··· Available data

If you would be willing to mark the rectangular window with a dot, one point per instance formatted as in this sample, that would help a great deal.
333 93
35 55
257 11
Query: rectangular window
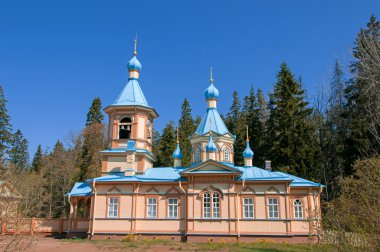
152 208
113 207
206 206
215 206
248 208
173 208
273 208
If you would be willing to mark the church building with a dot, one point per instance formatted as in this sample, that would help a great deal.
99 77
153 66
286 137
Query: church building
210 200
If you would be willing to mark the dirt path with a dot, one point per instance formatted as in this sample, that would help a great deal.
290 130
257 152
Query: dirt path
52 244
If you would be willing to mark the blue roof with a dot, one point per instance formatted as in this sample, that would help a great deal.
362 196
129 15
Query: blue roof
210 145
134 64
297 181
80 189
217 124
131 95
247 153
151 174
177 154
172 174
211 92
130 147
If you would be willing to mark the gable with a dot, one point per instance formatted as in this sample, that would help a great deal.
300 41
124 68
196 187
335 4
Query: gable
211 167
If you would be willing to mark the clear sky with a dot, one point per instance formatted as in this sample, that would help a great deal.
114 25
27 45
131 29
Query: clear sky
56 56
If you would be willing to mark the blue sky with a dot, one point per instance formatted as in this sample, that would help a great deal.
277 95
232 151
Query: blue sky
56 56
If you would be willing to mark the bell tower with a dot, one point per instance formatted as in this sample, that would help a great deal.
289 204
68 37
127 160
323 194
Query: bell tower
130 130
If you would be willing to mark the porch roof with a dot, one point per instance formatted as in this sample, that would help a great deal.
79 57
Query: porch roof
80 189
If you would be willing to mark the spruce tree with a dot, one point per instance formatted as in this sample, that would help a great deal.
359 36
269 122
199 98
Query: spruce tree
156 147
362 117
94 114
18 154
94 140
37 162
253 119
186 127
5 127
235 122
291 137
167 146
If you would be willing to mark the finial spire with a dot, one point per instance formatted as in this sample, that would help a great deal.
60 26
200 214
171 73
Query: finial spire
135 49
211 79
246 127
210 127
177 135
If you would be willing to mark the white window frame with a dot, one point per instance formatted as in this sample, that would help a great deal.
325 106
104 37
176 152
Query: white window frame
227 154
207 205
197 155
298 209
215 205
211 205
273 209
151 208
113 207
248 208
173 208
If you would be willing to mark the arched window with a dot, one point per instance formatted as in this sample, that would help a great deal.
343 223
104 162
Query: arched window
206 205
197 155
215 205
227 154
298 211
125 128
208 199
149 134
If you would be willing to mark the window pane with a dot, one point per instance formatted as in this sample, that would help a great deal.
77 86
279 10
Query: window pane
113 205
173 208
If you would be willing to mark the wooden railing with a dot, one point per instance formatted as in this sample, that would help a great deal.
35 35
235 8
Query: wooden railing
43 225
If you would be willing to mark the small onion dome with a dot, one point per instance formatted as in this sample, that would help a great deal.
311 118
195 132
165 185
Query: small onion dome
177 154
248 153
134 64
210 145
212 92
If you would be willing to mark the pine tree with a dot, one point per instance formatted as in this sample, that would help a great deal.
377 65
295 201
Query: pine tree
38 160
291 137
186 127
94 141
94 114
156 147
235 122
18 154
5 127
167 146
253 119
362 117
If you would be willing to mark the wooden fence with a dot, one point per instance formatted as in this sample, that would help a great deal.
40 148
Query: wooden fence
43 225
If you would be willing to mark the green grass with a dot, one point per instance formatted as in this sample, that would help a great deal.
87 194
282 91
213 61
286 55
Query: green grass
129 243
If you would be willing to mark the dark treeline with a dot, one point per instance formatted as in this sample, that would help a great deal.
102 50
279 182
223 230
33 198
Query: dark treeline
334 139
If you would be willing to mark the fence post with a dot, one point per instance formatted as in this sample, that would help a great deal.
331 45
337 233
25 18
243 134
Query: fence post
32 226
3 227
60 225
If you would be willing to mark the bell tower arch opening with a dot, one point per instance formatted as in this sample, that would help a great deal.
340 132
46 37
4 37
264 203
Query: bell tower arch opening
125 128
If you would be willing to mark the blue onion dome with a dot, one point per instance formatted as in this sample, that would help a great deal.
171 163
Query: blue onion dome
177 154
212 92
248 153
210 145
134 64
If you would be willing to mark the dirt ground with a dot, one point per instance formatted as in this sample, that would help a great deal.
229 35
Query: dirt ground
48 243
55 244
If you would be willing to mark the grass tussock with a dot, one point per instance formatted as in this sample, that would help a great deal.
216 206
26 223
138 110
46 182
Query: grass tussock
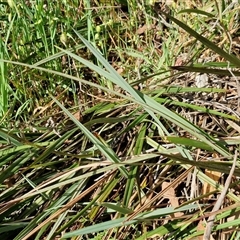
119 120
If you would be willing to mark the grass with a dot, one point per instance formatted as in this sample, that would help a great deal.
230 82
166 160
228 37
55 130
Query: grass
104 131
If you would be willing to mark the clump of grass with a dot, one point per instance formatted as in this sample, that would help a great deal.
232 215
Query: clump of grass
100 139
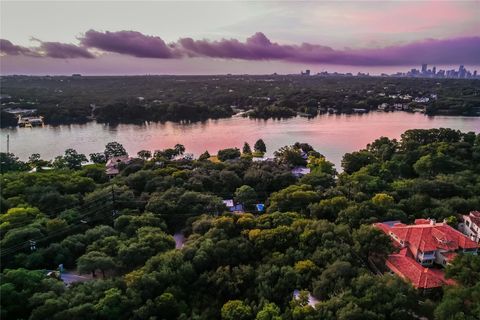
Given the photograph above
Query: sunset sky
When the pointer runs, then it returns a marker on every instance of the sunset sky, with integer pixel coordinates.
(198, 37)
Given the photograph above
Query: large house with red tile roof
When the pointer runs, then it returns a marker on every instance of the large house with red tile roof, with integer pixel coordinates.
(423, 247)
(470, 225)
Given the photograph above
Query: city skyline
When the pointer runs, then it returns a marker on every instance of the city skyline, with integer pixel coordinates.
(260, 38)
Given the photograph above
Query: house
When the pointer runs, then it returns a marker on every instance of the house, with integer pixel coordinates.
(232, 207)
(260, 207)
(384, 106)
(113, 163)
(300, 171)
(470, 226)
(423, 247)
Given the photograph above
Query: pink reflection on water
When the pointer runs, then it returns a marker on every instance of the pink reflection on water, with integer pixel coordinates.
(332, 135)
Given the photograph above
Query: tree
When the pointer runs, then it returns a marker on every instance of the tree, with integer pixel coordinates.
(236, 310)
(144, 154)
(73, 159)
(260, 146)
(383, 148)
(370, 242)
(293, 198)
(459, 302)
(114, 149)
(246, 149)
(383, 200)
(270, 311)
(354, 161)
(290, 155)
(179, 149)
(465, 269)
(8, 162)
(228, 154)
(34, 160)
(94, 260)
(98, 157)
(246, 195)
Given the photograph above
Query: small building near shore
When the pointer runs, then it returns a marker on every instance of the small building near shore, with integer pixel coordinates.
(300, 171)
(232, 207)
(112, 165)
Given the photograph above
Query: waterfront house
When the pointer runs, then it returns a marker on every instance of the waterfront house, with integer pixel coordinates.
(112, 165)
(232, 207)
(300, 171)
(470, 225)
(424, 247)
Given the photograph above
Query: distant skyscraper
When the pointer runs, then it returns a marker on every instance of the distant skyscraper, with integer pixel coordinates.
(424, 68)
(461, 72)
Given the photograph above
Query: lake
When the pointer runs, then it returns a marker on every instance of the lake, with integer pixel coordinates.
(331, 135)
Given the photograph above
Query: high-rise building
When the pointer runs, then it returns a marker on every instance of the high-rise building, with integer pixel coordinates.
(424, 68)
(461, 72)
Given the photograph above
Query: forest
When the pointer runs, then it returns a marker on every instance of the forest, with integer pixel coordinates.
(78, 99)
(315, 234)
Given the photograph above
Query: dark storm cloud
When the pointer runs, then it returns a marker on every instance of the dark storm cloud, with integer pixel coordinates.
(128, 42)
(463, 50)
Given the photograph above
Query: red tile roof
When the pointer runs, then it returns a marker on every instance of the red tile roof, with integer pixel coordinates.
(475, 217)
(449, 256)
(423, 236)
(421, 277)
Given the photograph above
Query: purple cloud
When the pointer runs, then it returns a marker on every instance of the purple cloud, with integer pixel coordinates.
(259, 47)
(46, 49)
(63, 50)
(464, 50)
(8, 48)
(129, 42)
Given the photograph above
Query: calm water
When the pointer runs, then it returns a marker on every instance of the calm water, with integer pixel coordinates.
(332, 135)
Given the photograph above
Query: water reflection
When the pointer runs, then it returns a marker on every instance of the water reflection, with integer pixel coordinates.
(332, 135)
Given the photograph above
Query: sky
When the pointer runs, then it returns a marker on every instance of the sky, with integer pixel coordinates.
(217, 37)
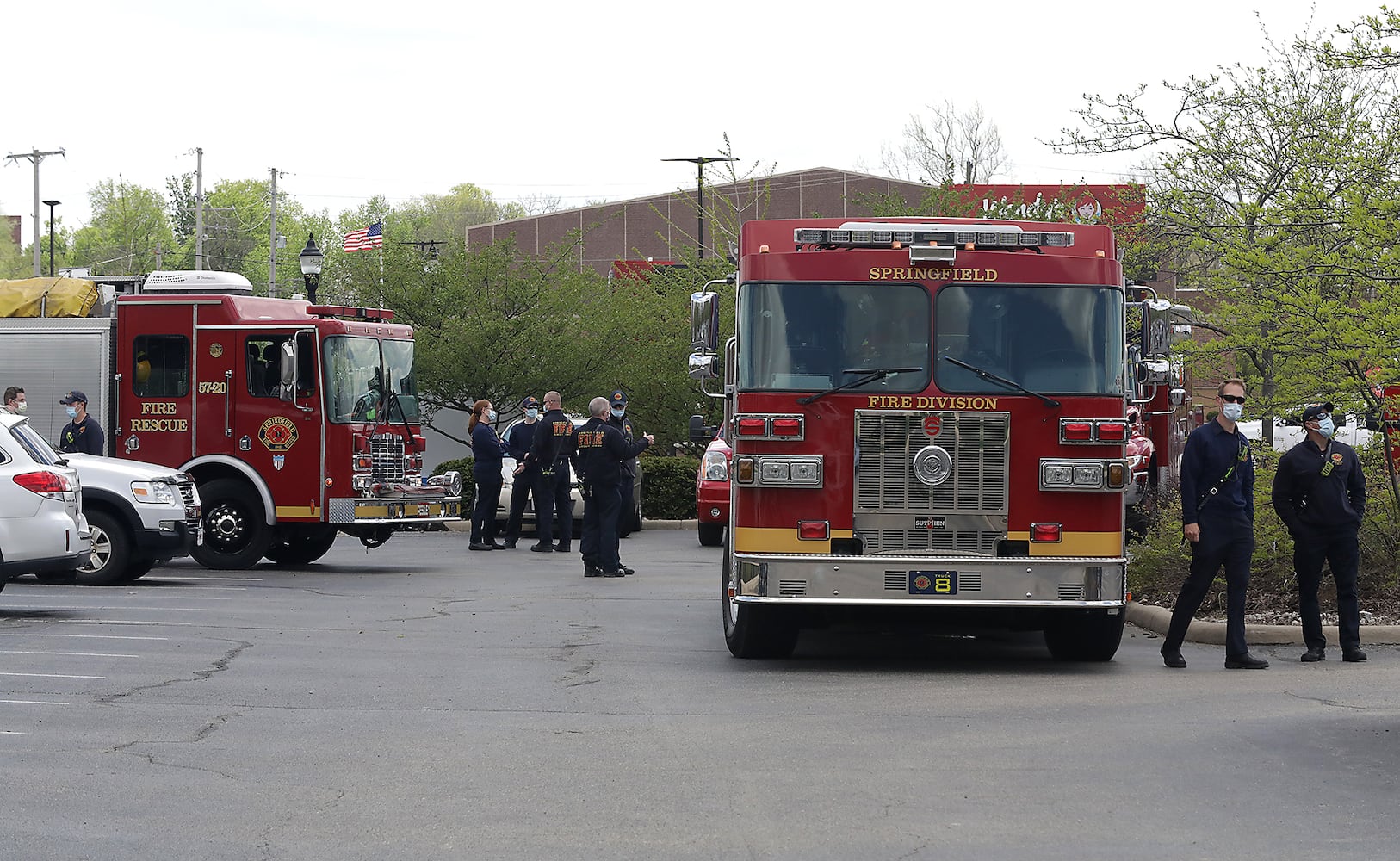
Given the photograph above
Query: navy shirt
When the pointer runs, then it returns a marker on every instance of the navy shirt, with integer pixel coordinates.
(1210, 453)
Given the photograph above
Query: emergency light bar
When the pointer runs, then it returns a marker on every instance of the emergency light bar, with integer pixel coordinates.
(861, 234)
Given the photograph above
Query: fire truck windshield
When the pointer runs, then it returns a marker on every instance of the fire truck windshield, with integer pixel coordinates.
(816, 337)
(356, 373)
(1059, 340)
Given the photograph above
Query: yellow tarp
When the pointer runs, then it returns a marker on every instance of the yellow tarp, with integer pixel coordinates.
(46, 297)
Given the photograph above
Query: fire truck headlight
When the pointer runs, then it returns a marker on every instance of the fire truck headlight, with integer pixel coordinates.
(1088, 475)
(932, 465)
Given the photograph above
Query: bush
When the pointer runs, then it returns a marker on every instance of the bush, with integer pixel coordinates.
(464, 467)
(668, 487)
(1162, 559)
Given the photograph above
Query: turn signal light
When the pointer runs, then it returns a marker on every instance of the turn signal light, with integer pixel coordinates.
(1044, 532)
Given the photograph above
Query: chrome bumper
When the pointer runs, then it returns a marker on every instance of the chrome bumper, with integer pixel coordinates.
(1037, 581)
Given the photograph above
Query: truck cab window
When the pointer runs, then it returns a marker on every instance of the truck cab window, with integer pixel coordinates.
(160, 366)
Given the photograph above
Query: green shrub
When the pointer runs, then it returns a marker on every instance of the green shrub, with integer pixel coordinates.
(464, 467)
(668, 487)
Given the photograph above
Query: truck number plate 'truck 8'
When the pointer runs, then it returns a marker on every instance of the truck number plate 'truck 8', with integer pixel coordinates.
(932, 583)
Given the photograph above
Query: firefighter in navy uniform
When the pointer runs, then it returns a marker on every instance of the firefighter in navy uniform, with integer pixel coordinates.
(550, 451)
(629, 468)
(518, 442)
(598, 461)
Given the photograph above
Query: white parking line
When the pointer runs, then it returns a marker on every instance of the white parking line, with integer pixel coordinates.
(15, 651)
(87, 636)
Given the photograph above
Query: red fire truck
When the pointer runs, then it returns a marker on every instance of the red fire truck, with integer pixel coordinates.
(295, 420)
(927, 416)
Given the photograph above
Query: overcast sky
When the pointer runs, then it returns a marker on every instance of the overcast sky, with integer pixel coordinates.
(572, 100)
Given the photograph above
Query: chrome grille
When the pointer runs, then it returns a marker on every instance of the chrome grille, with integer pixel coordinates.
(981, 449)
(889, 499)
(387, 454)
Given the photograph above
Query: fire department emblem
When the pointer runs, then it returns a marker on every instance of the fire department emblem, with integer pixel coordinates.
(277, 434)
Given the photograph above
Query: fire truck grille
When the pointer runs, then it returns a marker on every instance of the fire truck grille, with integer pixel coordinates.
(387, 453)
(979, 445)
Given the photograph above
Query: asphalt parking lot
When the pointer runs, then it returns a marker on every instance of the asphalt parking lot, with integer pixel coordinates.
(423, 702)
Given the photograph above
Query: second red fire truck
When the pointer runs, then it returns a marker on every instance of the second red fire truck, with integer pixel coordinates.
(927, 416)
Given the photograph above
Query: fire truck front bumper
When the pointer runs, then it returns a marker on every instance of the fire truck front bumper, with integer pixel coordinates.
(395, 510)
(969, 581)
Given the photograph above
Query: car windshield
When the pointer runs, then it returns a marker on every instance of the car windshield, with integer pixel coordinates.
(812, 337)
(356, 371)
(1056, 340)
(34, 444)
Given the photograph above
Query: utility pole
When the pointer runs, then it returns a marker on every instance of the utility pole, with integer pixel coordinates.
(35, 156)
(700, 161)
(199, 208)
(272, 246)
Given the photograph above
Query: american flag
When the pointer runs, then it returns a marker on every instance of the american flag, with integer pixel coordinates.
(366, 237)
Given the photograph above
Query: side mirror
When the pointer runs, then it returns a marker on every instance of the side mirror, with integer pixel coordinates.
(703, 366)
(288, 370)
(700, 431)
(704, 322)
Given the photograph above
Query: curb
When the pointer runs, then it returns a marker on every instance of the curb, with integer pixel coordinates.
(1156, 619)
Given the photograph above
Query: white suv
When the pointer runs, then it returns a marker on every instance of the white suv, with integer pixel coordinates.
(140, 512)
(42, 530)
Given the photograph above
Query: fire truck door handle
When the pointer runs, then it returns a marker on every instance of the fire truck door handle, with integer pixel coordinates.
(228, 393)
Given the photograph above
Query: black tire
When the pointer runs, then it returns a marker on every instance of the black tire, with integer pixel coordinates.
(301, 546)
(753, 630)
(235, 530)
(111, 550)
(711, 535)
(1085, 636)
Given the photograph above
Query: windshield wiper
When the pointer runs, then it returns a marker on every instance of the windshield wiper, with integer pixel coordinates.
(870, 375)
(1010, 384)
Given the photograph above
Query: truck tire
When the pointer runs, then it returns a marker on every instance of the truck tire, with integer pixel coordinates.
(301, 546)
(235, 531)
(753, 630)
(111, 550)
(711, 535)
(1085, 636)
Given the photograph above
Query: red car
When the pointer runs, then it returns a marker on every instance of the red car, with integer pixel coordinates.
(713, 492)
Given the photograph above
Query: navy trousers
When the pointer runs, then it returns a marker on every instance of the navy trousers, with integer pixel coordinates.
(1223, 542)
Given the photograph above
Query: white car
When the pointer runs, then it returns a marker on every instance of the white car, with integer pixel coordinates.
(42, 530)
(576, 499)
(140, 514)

······

Please pick out and copy every line in the entries above that contains the word "overcast". Case counts, so a line qualifies only if it matches that exact capitalization.

**Result of this exercise**
Query: overcast sky
When the pointer runs, then it returns a marker on every instance of the overcast sky, with integer pixel coordinates.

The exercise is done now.